● PAGE TEXT
That's standard and portable, however mote that some wc implementations may include leading blanks in that output. One way to get rid of them is to use:

size=$(($(wc -c < "$file")))

ksh93 has wc builtin (provided you enable it, you can also invoke it as command /opt/ast/bin/wc) which makes it the most efficient for regular files in that shell.

Various systems have a command called stat that's an interface to the stat() or lstat() system calls.

Those report information found in the inode. One of that information is the st_size attribute. For regular files, that's the size of the content (how much data could be read from it in the absence of error (that's what most wc -c implementations use in their optimisation)). For symlinks, that's the size in bytes of the target path. For named pipes, depending on the system, it's either 0 or the number of bytes currently in the pipe buffer...

Data entries

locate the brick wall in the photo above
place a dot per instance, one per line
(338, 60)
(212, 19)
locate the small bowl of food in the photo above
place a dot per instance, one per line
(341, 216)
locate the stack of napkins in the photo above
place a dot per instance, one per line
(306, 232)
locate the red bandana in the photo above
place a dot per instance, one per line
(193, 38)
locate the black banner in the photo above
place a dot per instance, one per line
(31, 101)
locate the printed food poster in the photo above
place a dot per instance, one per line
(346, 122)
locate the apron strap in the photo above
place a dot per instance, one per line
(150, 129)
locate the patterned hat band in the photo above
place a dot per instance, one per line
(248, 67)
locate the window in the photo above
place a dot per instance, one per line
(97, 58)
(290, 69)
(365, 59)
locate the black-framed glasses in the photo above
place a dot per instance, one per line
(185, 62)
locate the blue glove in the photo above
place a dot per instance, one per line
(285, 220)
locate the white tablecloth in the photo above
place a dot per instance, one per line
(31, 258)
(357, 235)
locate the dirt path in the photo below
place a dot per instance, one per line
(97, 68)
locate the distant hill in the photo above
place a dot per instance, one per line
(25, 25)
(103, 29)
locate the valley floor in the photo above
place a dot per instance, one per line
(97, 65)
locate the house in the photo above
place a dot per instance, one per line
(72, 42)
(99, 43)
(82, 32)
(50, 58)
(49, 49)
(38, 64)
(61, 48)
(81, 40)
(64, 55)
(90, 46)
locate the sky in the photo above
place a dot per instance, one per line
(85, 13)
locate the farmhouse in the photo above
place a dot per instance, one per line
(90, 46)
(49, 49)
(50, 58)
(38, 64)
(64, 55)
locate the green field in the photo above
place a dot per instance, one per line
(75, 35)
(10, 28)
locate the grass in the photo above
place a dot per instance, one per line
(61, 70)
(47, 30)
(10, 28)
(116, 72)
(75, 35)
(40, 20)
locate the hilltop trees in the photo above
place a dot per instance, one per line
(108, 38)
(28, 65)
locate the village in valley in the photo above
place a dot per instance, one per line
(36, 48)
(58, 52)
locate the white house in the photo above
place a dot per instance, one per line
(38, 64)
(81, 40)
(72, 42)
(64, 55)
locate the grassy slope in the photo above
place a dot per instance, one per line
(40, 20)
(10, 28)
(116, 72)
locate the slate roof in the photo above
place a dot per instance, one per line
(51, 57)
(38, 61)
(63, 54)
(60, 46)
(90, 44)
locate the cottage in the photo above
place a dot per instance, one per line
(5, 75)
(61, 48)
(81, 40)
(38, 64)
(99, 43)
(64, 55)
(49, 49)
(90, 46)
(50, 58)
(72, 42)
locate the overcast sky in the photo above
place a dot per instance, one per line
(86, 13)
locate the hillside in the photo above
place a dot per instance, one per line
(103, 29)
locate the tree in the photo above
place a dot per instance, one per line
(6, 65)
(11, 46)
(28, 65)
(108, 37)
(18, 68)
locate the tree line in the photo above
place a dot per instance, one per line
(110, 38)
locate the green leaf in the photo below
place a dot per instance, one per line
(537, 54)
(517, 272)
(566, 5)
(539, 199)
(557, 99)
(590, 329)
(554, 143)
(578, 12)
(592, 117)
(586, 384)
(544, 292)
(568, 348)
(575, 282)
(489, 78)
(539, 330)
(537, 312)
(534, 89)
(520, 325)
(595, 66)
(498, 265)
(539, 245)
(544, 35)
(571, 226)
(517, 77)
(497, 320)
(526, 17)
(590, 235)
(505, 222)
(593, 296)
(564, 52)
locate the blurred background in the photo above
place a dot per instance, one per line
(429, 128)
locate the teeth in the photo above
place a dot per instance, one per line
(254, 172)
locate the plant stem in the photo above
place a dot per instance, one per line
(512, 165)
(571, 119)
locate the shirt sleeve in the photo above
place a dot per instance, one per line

● INSTRUCTIONS FOR THE TASK
Quote the stretch of the file-size passage from "size=$(($(wc -c <" through "the pipe buffer...". Work only from the file-size passage, not from the rows.

● PROBLEM SOLUTION
size=$(($(wc -c < "$file")))

ksh93 has wc builtin (provided you enable it, you can also invoke it as command /opt/ast/bin/wc) which makes it the most efficient for regular files in that shell.

Various systems have a command called stat that's an interface to the stat() or lstat() system calls.

Those report information found in the inode. One of that information is the st_size attribute. For regular files, that's the size of the content (how much data could be read from it in the absence of error (that's what most wc -c implementations use in their optimisation)). For symlinks, that's the size in bytes of the target path. For named pipes, depending on the system, it's either 0 or the number of bytes currently in the pipe buffer...